* [Given task]: Return every line of the listing below that contains the string "moss", treating uppercase and lowercase letters as distinct.

(Location identification entries)

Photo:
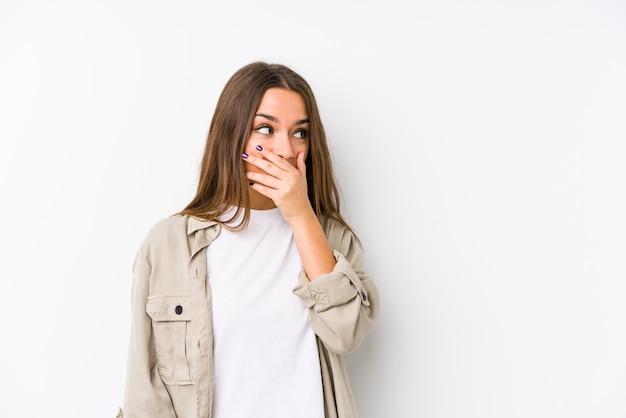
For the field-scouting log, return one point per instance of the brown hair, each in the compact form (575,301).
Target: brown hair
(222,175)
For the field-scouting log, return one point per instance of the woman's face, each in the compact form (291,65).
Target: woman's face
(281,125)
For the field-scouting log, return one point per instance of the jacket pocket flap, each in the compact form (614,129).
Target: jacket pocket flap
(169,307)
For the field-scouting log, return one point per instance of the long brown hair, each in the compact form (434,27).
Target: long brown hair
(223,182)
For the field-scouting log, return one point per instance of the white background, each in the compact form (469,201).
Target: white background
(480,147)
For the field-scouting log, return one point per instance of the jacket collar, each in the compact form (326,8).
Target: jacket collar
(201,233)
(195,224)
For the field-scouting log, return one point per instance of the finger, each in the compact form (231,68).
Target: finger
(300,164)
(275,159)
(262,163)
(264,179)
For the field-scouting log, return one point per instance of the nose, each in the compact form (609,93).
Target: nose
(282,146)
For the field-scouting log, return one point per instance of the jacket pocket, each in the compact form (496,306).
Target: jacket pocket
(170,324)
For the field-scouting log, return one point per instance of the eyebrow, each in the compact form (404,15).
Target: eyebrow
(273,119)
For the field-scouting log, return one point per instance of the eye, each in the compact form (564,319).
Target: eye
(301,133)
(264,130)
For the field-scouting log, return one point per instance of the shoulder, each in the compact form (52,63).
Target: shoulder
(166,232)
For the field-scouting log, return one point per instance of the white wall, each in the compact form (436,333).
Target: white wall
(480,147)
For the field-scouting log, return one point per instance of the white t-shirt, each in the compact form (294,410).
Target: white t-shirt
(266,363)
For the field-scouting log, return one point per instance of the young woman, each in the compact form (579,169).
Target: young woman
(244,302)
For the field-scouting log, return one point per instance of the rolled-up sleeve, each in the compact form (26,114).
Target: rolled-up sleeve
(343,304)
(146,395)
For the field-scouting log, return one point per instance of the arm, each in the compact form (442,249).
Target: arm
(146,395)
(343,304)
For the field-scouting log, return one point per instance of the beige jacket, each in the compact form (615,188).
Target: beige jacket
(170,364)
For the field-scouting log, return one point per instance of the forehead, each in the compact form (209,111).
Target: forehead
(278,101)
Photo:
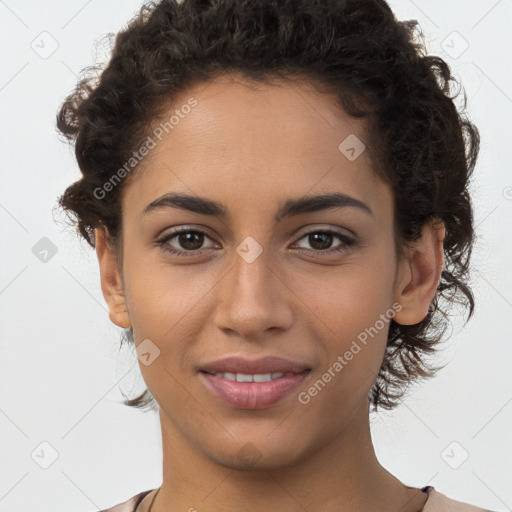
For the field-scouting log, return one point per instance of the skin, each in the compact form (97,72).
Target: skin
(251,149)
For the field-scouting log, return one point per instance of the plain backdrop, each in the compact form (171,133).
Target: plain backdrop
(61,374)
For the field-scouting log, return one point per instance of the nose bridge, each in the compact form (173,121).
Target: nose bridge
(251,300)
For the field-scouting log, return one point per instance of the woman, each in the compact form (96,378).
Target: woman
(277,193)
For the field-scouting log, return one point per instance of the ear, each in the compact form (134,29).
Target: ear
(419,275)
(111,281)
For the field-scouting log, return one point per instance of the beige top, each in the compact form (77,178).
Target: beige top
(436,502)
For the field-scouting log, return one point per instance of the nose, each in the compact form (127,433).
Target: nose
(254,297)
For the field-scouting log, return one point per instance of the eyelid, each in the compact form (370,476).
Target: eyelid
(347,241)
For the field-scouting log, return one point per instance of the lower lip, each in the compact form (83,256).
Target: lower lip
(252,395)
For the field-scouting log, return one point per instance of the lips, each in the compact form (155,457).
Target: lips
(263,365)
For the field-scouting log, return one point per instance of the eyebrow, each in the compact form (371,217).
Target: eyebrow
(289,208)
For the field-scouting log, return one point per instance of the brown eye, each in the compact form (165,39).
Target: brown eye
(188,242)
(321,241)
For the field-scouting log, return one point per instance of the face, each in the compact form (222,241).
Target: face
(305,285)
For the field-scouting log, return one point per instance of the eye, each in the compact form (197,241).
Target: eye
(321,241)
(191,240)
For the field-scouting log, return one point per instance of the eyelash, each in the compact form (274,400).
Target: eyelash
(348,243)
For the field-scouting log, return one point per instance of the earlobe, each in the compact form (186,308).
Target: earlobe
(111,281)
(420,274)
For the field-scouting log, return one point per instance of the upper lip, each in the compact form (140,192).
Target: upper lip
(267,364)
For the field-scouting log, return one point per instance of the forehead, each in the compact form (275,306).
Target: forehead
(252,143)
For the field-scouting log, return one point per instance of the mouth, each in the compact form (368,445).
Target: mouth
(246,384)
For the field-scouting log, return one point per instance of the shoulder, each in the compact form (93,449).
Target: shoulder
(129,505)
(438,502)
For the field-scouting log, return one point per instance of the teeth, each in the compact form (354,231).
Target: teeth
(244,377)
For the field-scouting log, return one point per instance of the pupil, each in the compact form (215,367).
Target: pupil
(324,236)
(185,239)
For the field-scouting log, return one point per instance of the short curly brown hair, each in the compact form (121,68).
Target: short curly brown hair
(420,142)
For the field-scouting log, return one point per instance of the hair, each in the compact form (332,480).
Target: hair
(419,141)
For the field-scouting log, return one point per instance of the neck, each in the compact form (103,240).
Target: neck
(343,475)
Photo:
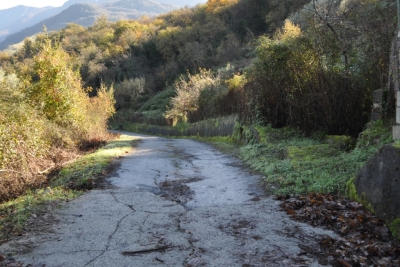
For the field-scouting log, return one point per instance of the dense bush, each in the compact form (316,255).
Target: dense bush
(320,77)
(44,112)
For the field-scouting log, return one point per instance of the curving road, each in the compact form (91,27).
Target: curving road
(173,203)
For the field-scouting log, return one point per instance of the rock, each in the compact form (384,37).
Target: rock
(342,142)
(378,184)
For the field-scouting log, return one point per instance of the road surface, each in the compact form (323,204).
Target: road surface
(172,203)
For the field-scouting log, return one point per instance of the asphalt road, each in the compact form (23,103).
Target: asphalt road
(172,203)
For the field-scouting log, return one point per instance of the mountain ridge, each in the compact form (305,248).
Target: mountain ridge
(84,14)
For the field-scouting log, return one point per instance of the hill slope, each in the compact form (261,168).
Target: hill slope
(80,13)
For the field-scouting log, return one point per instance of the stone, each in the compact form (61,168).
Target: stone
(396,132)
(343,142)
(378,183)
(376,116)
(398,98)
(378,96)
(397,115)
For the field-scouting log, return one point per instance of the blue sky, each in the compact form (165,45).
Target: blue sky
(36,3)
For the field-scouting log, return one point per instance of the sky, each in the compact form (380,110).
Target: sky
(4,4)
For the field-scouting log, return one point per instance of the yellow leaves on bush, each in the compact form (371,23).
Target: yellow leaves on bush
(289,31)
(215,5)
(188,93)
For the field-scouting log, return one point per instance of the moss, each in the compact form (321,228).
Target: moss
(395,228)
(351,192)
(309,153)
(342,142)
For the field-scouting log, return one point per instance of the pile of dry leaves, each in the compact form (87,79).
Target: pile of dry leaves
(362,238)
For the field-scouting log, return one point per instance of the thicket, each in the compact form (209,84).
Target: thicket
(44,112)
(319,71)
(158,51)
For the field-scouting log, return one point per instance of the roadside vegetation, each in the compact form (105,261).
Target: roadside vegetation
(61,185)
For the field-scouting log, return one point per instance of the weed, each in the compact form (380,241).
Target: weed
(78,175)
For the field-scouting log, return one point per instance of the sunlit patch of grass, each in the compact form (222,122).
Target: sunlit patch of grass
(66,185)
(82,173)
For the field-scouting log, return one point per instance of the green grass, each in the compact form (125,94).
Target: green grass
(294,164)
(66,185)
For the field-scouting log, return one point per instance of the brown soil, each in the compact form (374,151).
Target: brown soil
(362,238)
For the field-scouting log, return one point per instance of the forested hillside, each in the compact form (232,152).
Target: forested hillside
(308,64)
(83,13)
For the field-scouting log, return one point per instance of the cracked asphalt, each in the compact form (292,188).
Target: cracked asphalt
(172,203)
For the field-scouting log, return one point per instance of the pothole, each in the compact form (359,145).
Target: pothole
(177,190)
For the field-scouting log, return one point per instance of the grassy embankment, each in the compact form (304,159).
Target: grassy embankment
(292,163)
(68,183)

==

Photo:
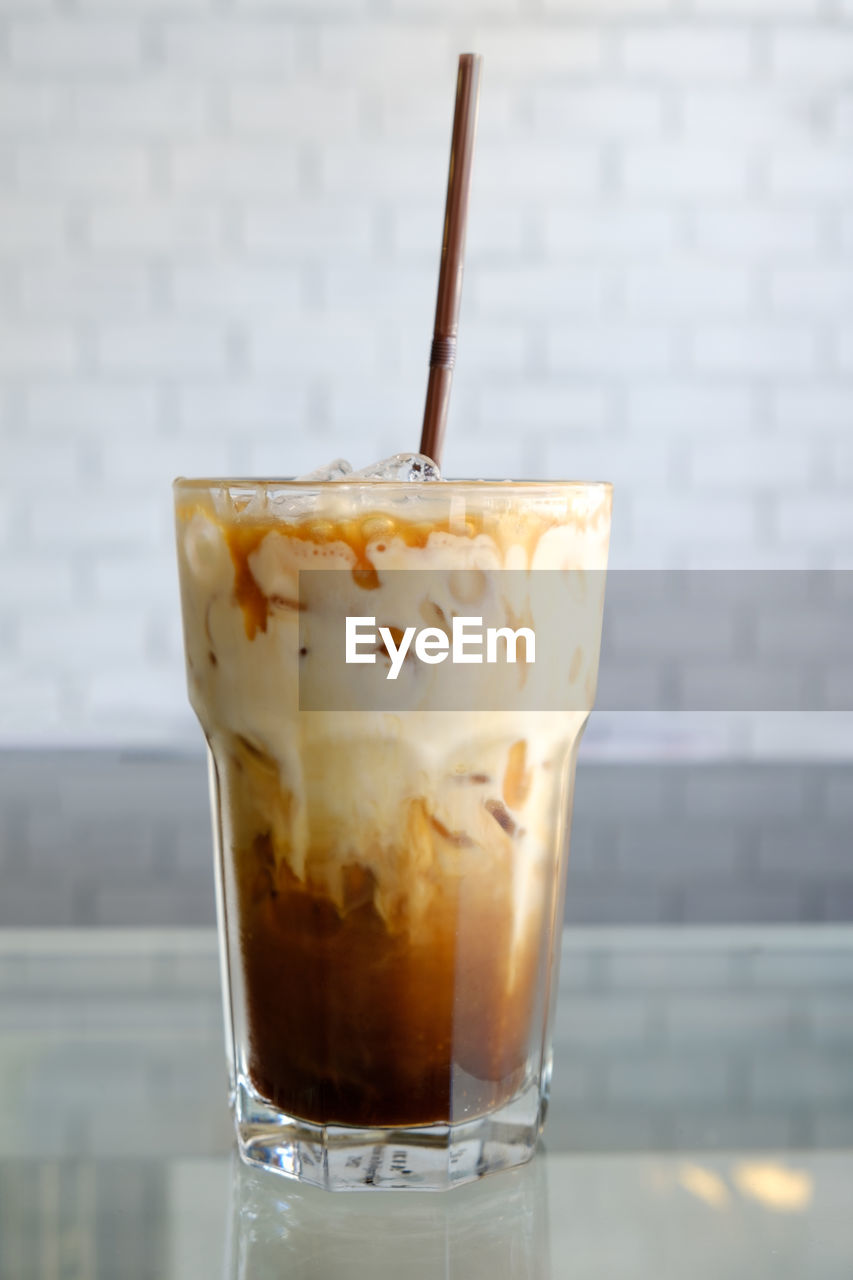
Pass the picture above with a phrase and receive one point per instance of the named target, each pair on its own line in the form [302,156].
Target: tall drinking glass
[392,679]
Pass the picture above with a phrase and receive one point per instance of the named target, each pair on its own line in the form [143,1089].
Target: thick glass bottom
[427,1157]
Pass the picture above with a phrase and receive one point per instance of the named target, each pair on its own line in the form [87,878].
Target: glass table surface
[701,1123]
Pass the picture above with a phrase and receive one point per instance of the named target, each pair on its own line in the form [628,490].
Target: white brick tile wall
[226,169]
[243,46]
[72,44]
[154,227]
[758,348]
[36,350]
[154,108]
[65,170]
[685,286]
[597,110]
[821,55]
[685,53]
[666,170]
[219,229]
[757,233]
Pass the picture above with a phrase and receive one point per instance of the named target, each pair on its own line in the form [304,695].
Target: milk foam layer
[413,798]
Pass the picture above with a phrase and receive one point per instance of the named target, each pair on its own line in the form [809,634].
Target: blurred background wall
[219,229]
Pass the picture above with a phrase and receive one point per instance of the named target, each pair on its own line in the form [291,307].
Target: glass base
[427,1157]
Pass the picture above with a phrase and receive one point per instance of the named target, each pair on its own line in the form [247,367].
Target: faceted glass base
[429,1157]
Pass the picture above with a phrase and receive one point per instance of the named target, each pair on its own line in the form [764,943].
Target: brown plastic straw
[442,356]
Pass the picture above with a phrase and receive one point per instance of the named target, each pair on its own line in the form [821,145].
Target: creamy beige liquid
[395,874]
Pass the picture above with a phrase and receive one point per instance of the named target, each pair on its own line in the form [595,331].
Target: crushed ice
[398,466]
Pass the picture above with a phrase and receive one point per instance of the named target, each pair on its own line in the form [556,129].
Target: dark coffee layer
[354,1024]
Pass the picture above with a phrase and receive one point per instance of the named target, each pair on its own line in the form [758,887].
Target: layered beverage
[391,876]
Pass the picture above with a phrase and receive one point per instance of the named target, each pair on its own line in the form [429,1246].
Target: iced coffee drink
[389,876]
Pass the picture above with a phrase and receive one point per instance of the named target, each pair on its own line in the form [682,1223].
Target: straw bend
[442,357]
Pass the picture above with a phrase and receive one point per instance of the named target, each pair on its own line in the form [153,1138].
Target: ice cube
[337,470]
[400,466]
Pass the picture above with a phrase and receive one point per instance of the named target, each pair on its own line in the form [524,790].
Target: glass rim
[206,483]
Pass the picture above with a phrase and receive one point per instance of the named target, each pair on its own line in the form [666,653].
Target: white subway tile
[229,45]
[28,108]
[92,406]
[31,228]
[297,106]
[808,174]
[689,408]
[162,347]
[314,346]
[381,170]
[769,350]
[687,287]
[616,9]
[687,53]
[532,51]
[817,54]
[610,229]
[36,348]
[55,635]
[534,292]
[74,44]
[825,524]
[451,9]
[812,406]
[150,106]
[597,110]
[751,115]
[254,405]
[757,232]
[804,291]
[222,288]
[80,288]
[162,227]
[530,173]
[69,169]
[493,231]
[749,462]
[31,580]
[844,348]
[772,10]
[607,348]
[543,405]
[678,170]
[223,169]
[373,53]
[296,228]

* [Finished exercise]:
For the field-scouting log, return one point per instance of the moss, each in the compact form (321,228).
Target: moss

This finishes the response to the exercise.